[[ PROVIDED MATERIAL, beginning ]]

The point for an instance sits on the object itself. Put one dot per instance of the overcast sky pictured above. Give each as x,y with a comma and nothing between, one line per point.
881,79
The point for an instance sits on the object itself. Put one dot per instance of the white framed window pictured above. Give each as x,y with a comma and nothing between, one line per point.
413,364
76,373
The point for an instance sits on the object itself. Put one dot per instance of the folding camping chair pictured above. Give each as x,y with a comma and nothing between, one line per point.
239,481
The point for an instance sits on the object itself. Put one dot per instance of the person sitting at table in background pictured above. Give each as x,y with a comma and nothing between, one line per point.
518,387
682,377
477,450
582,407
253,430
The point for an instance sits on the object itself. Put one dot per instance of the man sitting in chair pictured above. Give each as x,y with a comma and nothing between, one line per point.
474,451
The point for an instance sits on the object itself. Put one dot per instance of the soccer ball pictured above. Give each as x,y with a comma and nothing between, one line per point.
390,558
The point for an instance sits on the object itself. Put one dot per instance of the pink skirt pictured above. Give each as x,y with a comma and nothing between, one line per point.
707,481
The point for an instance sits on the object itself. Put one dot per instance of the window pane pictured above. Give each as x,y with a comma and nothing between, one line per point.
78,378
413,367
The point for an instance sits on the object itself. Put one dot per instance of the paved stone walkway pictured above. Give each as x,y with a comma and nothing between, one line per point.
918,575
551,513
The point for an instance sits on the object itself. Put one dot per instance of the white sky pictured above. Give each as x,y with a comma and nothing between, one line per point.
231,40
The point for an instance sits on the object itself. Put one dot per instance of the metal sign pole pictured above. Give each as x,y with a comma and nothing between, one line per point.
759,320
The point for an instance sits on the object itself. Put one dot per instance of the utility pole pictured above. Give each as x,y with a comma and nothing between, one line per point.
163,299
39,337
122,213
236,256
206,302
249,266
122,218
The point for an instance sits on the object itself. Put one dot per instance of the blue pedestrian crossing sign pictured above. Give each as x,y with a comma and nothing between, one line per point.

[[ PROVIDED MATERIAL, end ]]

§ TASK INSTRUCTIONS:
Copy out every record exactly.

§ RESULT OF THIS EXERCISE:
The point for an instance sits on the object itself. Put one dot per instance of the overcast sky pictured above. Give each as x,y with a comma and nothing between, one line per point.
881,79
The point for an instance sits on the object itself. Put one dot per instance of the white framed window pictured above. Give each as x,y with a comma and nothing between, one line per point.
413,364
76,373
The point for an instance sits on the object itself. Put one dot per instance of the folding camping chair pictured above. Give each as x,y with a comma and nothing between, one line per point.
239,481
The point for an instance sits on the object itself. Put one dot per instance of the person sitting at table in background pictured above. Give each as x,y with a comma and nothing between, one line per point.
518,387
682,377
477,450
582,407
253,430
The point for an instance sits on the object itself. Put one dot per instance of the man sitting in chair pictured above. Give each as x,y with a comma and nothing between, one line per point.
474,451
The point for an instance sits on the object itself. Put one dot per instance of the soccer ball pictured above. Give each as x,y with a comma and nothing between, one line per point.
390,558
The point for an instance sits on the object itself. Put one dot per instance of the pink skirt pictured above. Give each as x,y with a comma and nothing between, one line per point.
707,481
The point for an instance sits on the object itself. Put one dot per instance of the window pane pictured above. Give each as x,y with a comma and nothing between, one line per point.
78,378
413,367
The point for an instance sits on the object itself. Put one dot per instance of the paved stone walkway pictured above. Give each as x,y with a comma and nothing between, one line per point.
918,575
551,513
The point for an instance sits on the object itself. Put one dot per instance of the white sky pictured above. Give each as x,y with a comma and nothing between, one line per point.
231,40
The point for an instance sits on the object itself. Put one dot per instance of the metal sign pole pictured above. Give each as x,y with a comma and nothing between, one line per point.
759,320
The point for an instance sits on the object itself. Put one dot per instance of the utility pole pictured above. Give each as x,y with a comma and nothing between, one line per point.
163,299
39,337
122,213
236,256
206,302
249,266
122,218
The point for an instance sits on the object itself. Put one dot per instance of the blue pedestrian crossing sign pictured above. Give each as x,y with a comma and nothing between, one line per point.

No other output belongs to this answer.